Content starts

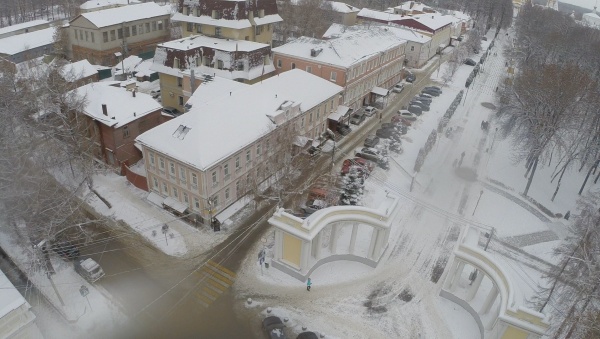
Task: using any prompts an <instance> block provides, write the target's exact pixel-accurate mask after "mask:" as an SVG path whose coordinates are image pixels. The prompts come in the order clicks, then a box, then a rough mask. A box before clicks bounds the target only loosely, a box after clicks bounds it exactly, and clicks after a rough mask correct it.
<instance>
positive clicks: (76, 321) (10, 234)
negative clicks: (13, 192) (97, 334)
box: [0, 220, 127, 338]
mask: <svg viewBox="0 0 600 339" xmlns="http://www.w3.org/2000/svg"><path fill="white" fill-rule="evenodd" d="M23 244H24V242H23V241H22V239H20V238H19V236H18V235H17V234H16V232H14V230H13V228H11V226H10V225H8V224H7V223H6V222H5V221H4V220H2V223H1V224H0V247H2V249H3V250H4V252H5V253H6V254H7V255H8V257H9V259H10V260H11V261H12V262H13V263H14V264H15V265H16V266H17V267H18V268H19V270H20V271H21V272H22V273H23V274H25V275H26V276H27V278H28V279H29V281H30V282H31V283H32V284H33V287H34V288H35V289H37V291H38V292H39V294H40V295H41V296H43V297H44V298H45V299H46V300H47V301H48V302H49V303H50V304H51V305H53V306H54V309H55V310H56V312H57V313H59V314H60V315H61V316H62V317H63V318H64V319H65V320H66V321H67V322H68V323H69V324H71V326H69V329H68V330H67V331H68V332H69V333H72V334H75V335H74V336H81V335H85V334H86V333H89V331H92V330H99V329H114V328H116V327H118V326H119V325H122V324H124V323H125V322H126V321H127V317H126V316H125V315H124V314H123V313H122V312H121V310H120V307H119V306H118V305H117V304H116V303H115V302H114V301H112V300H111V298H110V295H109V294H108V292H106V291H105V290H104V289H103V288H102V287H101V286H97V285H92V284H89V283H88V282H87V281H86V280H85V279H83V278H82V277H81V276H80V275H79V274H77V273H76V272H75V270H74V268H73V263H72V262H66V261H63V260H61V259H59V258H58V257H56V256H54V255H51V256H50V257H51V261H52V265H53V266H54V269H55V271H56V274H53V275H51V276H50V278H51V279H52V280H50V279H49V278H48V277H47V276H46V274H45V270H44V269H43V268H41V267H39V266H38V265H36V264H39V263H40V262H41V261H40V260H39V257H38V254H37V253H35V252H34V251H35V250H34V249H32V248H30V247H29V246H24V245H23ZM82 286H85V287H86V288H87V289H88V291H89V294H88V295H87V298H85V297H83V296H82V295H81V294H80V292H79V289H80V288H81V287H82ZM36 316H38V314H36ZM53 326H55V324H53ZM41 330H42V332H43V333H44V335H45V337H46V338H53V336H52V333H50V332H52V331H44V328H42V329H41Z"/></svg>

Content ends

» **About this task**
With the images excluded, reproduce the data above precisely as written.

» **Your solution**
Task: using any prompts an <instance> block provides, write the target's exact pixel-accurate mask after "mask:" as an SVG path whose coordinates are image pixels. The prompts come in the order clicks, then a box, then a rough mask. A box before clicks bounds the target only loosely, a box after clicks bounds it exactly, and clicks after a rough mask correct it.
<instance>
positive clicks: (76, 321) (10, 234)
negative clicks: (13, 192) (97, 334)
box: [0, 220, 127, 338]
mask: <svg viewBox="0 0 600 339" xmlns="http://www.w3.org/2000/svg"><path fill="white" fill-rule="evenodd" d="M23 244H24V242H23V241H22V239H20V238H19V236H18V235H17V234H16V232H14V230H13V228H11V226H10V225H8V224H7V223H6V222H5V221H4V220H2V223H1V224H0V247H2V249H3V250H4V252H5V253H6V254H7V255H8V257H9V259H10V260H11V261H12V262H13V263H14V264H15V265H16V266H17V267H18V268H19V270H20V271H21V272H22V273H23V274H25V275H26V276H27V278H28V279H29V281H30V282H31V283H32V284H33V287H34V288H35V289H37V291H38V292H39V294H40V295H41V296H43V297H44V298H45V299H46V300H47V301H48V302H49V303H50V304H51V305H53V306H54V309H55V310H56V312H57V313H59V314H60V315H61V316H62V317H63V318H64V319H65V320H66V321H67V322H68V323H69V324H71V326H69V329H68V330H67V331H68V332H69V333H72V334H75V335H74V336H81V335H85V334H86V333H89V331H92V330H99V329H114V328H116V327H118V326H119V325H122V324H124V323H125V322H126V321H127V317H126V316H125V315H124V314H123V313H122V312H121V310H120V307H119V306H118V305H117V304H116V303H115V302H114V301H112V300H111V298H110V295H109V294H108V292H106V291H105V290H104V289H103V288H102V287H101V286H97V285H92V284H89V283H88V282H87V281H86V280H85V279H83V278H82V277H81V276H80V275H79V274H77V273H76V272H75V270H74V268H73V263H72V262H66V261H63V260H61V259H59V258H58V257H56V256H54V255H51V256H50V257H51V261H52V265H53V266H54V269H55V271H56V274H53V275H51V276H50V278H51V279H52V280H50V279H49V278H48V277H47V276H46V274H45V270H44V269H43V268H41V267H39V266H38V265H36V264H39V263H40V262H41V261H40V260H39V257H38V254H37V253H35V252H34V251H35V250H34V249H32V248H30V247H29V246H24V245H23ZM82 286H85V287H86V288H87V289H88V291H89V294H88V295H87V298H85V297H83V296H82V295H81V294H80V292H79V289H80V288H81V287H82ZM36 316H38V314H36ZM53 326H55V324H53ZM41 330H42V332H43V333H44V335H45V337H46V338H53V336H52V333H50V332H52V331H44V328H42V329H41Z"/></svg>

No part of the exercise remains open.